• **Work required**:
Return every line of the records below verbatim, with no pictures in the copy.

• **Given records**:
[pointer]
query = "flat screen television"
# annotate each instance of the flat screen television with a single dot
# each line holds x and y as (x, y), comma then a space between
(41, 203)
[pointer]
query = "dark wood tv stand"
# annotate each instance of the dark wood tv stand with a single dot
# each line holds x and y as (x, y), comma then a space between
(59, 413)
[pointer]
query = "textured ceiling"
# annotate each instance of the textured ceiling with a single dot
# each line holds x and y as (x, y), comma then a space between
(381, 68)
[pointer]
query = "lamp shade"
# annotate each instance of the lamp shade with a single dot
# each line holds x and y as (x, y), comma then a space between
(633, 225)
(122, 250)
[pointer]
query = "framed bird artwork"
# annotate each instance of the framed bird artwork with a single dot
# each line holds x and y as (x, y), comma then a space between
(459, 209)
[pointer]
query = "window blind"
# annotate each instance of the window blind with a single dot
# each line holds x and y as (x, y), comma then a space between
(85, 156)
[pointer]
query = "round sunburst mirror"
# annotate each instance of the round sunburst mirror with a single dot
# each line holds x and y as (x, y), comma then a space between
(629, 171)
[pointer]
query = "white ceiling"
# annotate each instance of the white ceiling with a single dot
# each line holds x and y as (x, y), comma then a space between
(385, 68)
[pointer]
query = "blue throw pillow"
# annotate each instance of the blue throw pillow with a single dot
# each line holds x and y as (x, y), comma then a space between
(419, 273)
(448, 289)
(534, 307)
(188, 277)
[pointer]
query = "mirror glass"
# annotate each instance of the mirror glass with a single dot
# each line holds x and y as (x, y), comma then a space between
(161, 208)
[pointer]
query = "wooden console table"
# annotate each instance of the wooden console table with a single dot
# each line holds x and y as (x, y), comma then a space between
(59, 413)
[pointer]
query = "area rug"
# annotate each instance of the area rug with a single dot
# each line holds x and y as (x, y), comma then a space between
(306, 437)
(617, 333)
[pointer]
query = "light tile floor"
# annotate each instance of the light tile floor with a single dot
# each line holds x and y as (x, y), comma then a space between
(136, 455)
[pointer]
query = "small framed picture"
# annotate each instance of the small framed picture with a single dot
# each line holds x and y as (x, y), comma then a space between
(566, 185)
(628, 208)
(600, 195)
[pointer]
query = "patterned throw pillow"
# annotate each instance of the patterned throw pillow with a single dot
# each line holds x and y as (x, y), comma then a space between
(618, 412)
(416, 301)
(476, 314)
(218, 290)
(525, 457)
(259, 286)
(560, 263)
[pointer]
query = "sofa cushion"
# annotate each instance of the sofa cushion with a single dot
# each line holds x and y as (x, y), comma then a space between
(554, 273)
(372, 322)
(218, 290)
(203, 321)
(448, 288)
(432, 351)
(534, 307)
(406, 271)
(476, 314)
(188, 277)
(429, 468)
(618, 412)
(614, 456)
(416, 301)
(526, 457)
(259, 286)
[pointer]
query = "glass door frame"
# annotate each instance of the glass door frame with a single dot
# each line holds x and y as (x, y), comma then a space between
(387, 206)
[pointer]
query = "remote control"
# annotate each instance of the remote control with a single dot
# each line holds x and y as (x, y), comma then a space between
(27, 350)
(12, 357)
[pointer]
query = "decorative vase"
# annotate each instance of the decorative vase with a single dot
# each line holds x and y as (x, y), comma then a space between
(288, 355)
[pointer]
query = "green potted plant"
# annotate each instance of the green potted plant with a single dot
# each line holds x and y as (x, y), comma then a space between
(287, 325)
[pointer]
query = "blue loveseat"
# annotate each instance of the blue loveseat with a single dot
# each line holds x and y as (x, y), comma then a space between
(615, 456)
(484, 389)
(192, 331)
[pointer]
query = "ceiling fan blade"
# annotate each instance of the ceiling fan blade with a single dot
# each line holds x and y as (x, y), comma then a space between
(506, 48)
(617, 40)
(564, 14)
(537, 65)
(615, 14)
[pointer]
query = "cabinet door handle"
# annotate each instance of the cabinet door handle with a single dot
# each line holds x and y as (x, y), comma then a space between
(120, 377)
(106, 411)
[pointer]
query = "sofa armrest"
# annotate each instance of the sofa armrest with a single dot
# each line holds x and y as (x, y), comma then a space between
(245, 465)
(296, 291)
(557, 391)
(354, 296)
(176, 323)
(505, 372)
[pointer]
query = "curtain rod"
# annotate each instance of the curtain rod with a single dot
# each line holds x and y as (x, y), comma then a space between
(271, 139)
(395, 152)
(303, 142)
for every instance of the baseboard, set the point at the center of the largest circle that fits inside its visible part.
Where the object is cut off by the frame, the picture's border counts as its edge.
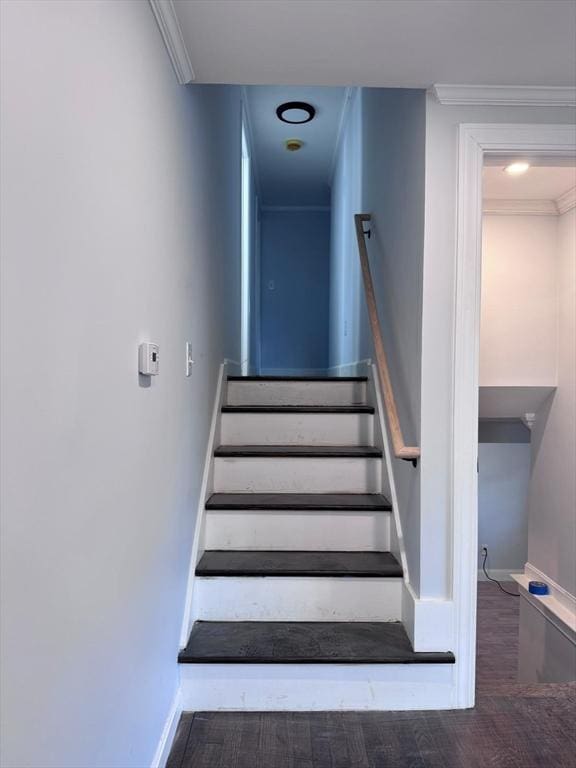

• **Completed task**:
[pointer]
query = "flat screen television"
# annotate each instance of the flat screen television with a single dot
# each line holds x and y as (x, y), comma then a space between
(41, 203)
[pointer]
query = "dark wood tv stand"
# annotate each instance of the dark wood tv stand with a single dot
# each line holds x and y as (x, y), comma then a space between
(59, 413)
[pointer]
query = "textured ceiling"
# annotate each instance of the textured ceiling with a single dot
# each line holds x and y as (x, y), comma then a space between
(381, 68)
[pointer]
query = "lamp shade"
# annotate each instance of the lamp shade with a single dot
# each line holds x and y as (x, y), comma then a space between
(633, 225)
(122, 250)
[pointer]
query = "framed bird artwork"
# annotate each instance of the framed bird artwork with a single dot
# each line holds x and y as (x, y), comma then a space between
(459, 209)
[pointer]
query = "window blind"
# annotate each instance of the window blind with a single dot
# each line holds x and y as (x, y), comma then a space between
(85, 156)
[pointer]
query = "round sunburst mirror"
# annotate each instance of the round sunburst mirror with a single dot
# each line holds x and y as (x, y), comma then a space between
(629, 171)
[pointer]
query = "white ceiling"
# annotate each instance of the white ceiling with a single dot
# each line holds x and y as (x, y), comma then a space between
(385, 68)
[pointer]
query = "blue throw pillow"
# annotate each instance of the blue throw pillow with a single dot
# each line holds x and y as (x, y), comma then a space between
(419, 273)
(448, 289)
(534, 307)
(188, 277)
[pointer]
query = "mirror glass"
# annotate each instance of the mirror glass with a single dot
# each line holds x and y as (x, y), comma then a space between
(161, 208)
[pointer]
query = "wooden console table"
# annotate each instance of the wooden console table with a single dot
# each line holds x and y as (x, y), comma then a space between
(59, 413)
[pointer]
query = "area rug"
# annotate each instance of the area rug with a single dot
# each line holds x and y as (x, y), comma then a space between
(306, 437)
(617, 333)
[pointer]
query = "light tile floor"
# annotate each instance of the light tile floor with a single dot
# each line holds x and y as (x, y), comma then a space between
(136, 455)
[pointer]
query = "small framed picture"
# annotate each instance of the small framed picture with a single dot
# each line holds x and y as (x, y), comma then a space between
(566, 185)
(628, 208)
(600, 195)
[pointer]
query = "patterned throw pillow"
# annotate each instance of the patterned throw pillow with a single dot
# each line holds x and y as (x, y), comma then a space between
(618, 412)
(416, 301)
(476, 314)
(218, 290)
(525, 457)
(259, 286)
(560, 263)
[pointer]
query = "sofa cushion"
# annotate each instance of the sofa cushion with a single dot
# each line holds x and y as (x, y), comma then a space between
(554, 273)
(372, 322)
(218, 290)
(203, 321)
(448, 288)
(432, 351)
(534, 307)
(406, 271)
(476, 314)
(188, 277)
(429, 468)
(618, 412)
(614, 456)
(416, 301)
(526, 457)
(259, 286)
[pointer]
query = "glass door frame"
# annotate each instance of the glass door frame with a single dot
# each line holds x and y as (x, y), comma then a space between
(387, 206)
[pointer]
query = "remote control"
# annotate each instance of the remote control with a single dot
# each line holds x and y as (x, y), comma then a space between
(27, 350)
(12, 357)
[pointer]
query = "decorative vase"
# annotate each instance of the decorative vase with a single dot
# each line holds x and y as (x, y), comma then a space between
(288, 355)
[pointer]
query = "green potted plant"
# annotate each instance of the green potted plant with a single dot
# each line holds x and y as (x, y), comma then a space between
(287, 325)
[pointer]
query = "blue loveseat"
# annotate each instance of the blue loveseat with a single dot
# each line holds x and y as (x, y), comma then a space between
(615, 456)
(484, 389)
(192, 331)
[pointer]
query = "ceiling fan blade"
# annotate each instance of the ceiling fan blade with a single dot
# each line holds x and y as (x, y), comma then a space between
(506, 48)
(617, 40)
(564, 14)
(537, 65)
(615, 14)
[pointer]
query = "cabinet door handle"
# annotate each instance of the cabinet door handle with a single dot
# each line holds x and y as (x, y), comma then a space between
(120, 377)
(106, 411)
[pointer]
query = "sofa armrest"
# annotate each instance of the sofa armrest with a single dot
# each line holds x and y as (x, y), comma then a space between
(245, 465)
(296, 291)
(557, 391)
(354, 296)
(176, 323)
(505, 372)
[pointer]
query = "curtain rod"
# annotate each instance of the curtain rod with a single dot
# each line holds x and y as (x, y), comma then a space between
(271, 139)
(395, 152)
(303, 142)
for every instance of the baseboard, set the point at the center of the largest circle that fits inside its visible part.
Where the object is cut off by the frame, the picture's border counts as its edge.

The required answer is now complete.